#### EXERCISE GOAL
Copy the line with "Target: cluster of trees" and all lines following it through the last line of the entries, exactly as written.

#### TASK DATA
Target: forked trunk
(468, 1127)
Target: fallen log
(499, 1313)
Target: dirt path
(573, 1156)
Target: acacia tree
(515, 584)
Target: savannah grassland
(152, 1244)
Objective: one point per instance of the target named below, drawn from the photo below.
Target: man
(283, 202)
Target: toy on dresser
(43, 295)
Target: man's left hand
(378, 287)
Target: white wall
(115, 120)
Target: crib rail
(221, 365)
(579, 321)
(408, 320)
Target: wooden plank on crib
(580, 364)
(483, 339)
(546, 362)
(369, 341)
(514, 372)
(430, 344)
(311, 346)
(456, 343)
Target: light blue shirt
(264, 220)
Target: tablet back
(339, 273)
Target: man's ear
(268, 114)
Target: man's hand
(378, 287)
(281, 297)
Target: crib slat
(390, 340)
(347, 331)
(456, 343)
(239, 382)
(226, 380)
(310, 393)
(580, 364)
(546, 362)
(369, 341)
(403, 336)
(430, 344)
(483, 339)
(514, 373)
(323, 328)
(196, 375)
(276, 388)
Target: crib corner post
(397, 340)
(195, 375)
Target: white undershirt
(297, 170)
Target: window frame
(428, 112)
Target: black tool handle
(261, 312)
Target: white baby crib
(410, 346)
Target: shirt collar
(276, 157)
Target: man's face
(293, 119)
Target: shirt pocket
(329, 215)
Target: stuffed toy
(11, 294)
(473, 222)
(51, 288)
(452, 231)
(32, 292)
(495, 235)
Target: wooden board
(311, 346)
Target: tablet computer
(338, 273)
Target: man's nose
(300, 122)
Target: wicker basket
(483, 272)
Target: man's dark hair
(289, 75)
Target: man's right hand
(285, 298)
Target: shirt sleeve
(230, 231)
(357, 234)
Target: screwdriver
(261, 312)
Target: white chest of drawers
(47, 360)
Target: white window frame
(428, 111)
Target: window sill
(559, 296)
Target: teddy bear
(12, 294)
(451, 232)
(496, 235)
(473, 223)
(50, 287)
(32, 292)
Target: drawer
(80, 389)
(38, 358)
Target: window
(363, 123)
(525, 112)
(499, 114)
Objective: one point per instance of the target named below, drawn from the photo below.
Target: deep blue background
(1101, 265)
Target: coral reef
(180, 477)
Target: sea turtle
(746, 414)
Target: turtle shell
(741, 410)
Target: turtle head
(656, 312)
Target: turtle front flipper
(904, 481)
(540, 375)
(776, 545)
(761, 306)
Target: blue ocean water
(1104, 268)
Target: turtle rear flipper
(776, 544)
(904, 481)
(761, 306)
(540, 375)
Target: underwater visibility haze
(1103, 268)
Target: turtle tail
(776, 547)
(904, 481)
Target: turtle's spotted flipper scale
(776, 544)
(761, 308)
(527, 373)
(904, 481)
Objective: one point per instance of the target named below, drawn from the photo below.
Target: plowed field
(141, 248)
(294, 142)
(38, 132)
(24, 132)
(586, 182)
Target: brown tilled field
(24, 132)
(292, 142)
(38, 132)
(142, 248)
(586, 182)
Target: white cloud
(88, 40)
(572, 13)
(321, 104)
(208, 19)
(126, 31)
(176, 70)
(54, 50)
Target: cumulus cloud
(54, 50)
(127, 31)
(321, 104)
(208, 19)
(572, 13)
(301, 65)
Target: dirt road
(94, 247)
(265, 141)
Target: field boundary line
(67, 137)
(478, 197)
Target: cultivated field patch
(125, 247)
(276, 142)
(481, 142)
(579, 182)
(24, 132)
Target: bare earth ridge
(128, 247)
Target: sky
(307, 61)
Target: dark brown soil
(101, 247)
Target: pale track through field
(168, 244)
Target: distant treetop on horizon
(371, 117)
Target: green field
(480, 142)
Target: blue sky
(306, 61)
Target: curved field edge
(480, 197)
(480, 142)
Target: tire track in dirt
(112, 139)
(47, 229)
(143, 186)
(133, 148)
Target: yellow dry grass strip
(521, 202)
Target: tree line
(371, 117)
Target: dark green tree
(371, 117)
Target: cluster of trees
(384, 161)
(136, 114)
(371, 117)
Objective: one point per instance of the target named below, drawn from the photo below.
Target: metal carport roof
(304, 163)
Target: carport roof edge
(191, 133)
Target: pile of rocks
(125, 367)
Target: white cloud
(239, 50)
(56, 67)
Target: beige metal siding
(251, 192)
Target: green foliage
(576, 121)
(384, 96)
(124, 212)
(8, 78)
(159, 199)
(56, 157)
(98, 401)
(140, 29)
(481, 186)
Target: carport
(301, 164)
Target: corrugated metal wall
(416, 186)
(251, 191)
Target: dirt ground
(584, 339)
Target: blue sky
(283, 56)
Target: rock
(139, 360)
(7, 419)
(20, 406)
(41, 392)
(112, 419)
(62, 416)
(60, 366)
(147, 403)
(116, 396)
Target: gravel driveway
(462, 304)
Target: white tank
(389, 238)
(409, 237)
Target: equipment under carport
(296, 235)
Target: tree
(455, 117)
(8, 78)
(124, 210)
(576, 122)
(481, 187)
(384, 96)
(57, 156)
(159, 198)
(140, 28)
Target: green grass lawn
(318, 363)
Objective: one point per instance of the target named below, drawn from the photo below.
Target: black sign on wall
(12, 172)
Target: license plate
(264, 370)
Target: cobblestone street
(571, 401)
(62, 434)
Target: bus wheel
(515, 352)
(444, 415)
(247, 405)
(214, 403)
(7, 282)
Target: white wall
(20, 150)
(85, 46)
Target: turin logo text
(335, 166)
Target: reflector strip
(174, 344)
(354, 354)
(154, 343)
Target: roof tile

#### SOLUTION
Target: cluster of trees
(384, 161)
(136, 114)
(371, 117)
Objective: one point per instance of the target named below, drawn from the photo below.
Target: metal carport roof
(304, 163)
Target: carport roof edge
(191, 133)
Target: pile of rocks
(125, 367)
Target: white cloud
(239, 50)
(56, 67)
Target: beige metal siding
(251, 192)
Target: green foliage
(576, 121)
(384, 96)
(124, 212)
(8, 78)
(159, 199)
(56, 157)
(98, 401)
(140, 29)
(481, 186)
Target: carport
(301, 164)
Target: corrugated metal wall
(416, 186)
(251, 191)
Target: dirt ground
(584, 339)
Target: blue sky
(283, 56)
Target: rock
(139, 360)
(7, 419)
(20, 406)
(41, 392)
(112, 419)
(62, 416)
(60, 366)
(147, 403)
(116, 396)
Target: gravel driveway
(462, 304)
Target: white tank
(389, 238)
(409, 237)
Target: equipment under carport
(296, 235)
Target: tree
(455, 117)
(8, 78)
(124, 210)
(576, 122)
(481, 187)
(384, 96)
(57, 156)
(159, 198)
(140, 28)
Target: green grass lawn
(318, 363)
Objective: one point per instance of the target named below, drawn from the photo below.
Target: black sign on wall
(12, 172)
Target: license plate
(264, 370)
Target: cobblestone street
(571, 401)
(62, 434)
Target: bus wheel
(515, 352)
(444, 415)
(247, 405)
(214, 403)
(7, 282)
Target: white wall
(20, 150)
(85, 46)
Target: turin logo text
(335, 166)
Target: reflector strip
(174, 344)
(354, 354)
(154, 343)
Target: roof tile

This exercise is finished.